Quote the line containing "Reviewer note: check that every instance of the spanish" and all lines that follow it in the listing below, exactly as written.

Record list
########
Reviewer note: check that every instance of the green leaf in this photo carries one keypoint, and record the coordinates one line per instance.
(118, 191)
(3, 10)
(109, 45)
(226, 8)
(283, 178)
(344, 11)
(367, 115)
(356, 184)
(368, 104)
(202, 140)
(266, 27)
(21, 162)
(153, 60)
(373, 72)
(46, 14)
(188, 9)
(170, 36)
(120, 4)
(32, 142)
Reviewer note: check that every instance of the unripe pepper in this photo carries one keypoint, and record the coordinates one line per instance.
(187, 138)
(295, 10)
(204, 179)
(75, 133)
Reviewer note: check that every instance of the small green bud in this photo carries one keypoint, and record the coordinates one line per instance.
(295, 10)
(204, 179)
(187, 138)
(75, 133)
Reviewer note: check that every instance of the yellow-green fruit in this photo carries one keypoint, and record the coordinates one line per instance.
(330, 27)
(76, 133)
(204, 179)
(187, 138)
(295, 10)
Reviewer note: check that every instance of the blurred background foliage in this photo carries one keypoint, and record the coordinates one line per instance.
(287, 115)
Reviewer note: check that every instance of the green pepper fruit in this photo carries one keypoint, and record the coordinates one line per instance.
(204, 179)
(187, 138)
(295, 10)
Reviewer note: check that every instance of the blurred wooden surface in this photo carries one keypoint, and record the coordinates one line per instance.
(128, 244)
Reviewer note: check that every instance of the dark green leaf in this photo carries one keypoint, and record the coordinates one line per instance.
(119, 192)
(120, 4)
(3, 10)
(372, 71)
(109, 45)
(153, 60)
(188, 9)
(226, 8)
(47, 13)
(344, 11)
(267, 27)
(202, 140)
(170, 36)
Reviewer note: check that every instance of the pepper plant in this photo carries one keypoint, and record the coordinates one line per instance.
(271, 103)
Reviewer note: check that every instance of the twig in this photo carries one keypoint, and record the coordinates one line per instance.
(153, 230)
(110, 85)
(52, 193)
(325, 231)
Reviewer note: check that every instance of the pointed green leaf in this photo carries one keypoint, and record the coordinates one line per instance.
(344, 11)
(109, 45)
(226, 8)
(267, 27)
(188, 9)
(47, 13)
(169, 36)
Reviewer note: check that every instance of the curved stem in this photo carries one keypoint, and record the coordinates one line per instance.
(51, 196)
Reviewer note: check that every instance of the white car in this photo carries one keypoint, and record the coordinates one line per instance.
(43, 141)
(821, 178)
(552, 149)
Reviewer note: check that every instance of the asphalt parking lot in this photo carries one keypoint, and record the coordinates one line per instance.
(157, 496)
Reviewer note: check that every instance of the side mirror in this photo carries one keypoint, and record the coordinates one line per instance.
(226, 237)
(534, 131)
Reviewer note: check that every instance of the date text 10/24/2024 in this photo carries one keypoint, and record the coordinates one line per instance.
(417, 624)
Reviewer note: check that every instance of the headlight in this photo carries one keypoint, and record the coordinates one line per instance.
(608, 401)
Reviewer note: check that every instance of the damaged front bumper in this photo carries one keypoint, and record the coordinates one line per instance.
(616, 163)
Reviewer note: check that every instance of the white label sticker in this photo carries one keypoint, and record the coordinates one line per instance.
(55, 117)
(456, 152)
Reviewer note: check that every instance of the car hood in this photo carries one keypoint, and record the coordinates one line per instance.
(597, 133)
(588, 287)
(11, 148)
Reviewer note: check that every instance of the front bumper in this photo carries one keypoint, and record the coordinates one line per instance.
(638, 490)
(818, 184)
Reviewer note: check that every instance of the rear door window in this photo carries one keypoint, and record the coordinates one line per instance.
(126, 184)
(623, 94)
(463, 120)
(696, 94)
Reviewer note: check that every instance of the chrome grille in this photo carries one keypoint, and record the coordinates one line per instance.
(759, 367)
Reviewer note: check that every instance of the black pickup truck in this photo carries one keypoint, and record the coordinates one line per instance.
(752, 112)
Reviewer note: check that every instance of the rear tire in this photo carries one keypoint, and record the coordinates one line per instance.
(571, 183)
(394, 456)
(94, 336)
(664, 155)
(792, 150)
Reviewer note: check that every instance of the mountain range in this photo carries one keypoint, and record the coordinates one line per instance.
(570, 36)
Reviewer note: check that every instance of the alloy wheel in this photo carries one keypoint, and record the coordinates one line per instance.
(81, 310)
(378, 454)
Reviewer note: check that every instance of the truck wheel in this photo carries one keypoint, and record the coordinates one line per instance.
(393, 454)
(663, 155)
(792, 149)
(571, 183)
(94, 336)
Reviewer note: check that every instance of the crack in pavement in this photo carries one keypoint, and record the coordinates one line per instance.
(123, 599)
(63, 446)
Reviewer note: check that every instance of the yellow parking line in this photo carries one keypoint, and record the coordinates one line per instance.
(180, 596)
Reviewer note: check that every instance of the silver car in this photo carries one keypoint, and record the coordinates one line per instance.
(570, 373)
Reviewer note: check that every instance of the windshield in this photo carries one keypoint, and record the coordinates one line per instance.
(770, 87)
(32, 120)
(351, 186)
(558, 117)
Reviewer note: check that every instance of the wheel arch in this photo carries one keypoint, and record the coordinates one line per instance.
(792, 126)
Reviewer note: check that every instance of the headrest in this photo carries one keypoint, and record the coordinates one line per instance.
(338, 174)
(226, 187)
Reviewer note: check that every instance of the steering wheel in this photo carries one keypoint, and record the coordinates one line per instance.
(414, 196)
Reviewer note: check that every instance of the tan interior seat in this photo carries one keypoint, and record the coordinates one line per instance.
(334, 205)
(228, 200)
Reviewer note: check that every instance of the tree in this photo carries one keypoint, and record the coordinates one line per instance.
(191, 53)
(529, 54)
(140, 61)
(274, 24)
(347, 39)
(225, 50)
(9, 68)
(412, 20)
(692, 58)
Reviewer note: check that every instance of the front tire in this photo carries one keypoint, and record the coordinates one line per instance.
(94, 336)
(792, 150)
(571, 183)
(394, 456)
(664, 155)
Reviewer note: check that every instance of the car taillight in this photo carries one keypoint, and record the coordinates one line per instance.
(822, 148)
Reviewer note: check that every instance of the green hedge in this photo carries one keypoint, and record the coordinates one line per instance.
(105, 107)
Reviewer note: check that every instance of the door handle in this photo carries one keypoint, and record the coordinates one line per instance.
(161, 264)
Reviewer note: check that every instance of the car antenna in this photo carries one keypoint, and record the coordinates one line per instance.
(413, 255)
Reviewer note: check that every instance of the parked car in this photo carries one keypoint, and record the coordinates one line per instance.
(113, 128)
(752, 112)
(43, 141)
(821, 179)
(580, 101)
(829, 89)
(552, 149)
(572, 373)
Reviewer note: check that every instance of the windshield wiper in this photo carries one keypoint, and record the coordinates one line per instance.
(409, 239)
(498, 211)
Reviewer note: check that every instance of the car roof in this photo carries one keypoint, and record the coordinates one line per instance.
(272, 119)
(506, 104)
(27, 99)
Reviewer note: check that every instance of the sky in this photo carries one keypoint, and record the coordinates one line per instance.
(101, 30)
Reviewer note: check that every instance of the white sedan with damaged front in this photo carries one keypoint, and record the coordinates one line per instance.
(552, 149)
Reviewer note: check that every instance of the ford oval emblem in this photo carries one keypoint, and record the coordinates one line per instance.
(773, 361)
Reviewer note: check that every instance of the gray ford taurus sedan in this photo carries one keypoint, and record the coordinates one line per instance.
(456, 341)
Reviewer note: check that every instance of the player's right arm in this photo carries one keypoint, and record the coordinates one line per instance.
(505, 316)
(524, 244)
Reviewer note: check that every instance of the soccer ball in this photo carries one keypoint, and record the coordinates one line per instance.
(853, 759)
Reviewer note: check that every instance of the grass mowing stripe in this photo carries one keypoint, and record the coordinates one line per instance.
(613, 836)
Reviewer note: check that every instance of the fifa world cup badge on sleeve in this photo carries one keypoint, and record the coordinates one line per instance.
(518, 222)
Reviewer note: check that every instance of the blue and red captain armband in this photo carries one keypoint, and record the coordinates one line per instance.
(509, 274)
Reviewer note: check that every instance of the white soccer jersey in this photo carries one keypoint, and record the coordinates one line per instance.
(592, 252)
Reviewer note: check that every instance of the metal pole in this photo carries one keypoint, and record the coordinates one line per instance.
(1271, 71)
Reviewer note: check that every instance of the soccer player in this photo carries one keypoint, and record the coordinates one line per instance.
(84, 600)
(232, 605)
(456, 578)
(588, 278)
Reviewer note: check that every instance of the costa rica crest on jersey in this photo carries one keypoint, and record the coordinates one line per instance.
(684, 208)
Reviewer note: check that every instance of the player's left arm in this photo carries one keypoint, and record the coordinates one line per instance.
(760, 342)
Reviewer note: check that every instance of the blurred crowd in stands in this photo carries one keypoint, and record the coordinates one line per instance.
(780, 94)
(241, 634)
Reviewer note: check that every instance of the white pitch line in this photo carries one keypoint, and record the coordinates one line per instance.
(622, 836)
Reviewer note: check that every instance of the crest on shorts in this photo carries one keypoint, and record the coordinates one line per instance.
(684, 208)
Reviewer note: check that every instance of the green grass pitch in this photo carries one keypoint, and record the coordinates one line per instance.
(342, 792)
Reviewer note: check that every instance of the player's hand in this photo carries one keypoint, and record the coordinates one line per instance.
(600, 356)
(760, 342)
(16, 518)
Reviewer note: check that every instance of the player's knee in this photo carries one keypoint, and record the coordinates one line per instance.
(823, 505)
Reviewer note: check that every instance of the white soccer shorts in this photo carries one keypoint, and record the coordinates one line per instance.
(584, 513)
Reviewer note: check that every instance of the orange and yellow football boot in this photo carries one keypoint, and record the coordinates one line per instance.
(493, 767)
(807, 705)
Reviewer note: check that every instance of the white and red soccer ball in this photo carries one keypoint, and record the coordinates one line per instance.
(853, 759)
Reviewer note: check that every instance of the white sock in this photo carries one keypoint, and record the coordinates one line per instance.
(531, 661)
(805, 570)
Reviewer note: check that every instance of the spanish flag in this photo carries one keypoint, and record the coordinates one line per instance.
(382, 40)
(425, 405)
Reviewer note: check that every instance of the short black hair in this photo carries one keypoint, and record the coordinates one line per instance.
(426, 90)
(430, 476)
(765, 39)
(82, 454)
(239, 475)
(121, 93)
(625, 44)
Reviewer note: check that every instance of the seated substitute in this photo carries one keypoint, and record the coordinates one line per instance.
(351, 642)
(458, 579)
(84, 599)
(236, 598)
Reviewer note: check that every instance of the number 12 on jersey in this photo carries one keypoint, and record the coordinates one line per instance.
########
Written reply
Reviewer note: check that every instance of the spanish flag in this photo carries one keypoint, and record the coordinates one line per instance.
(382, 40)
(425, 405)
Reviewer note: check that every instance of the short black hair in this photo carries one keypoint, and record the coordinates one line per instance.
(426, 90)
(430, 476)
(765, 39)
(82, 454)
(239, 475)
(121, 93)
(625, 44)
Reviewer note: check that every instance of the seated substitute in this photo carries one keypoint, and record the coordinates one line per instance.
(351, 642)
(458, 579)
(84, 599)
(236, 598)
Reviewer note: check that every instance of the number 12 on jersey in this photo carries one keypoint, and record the coordinates one line per instance.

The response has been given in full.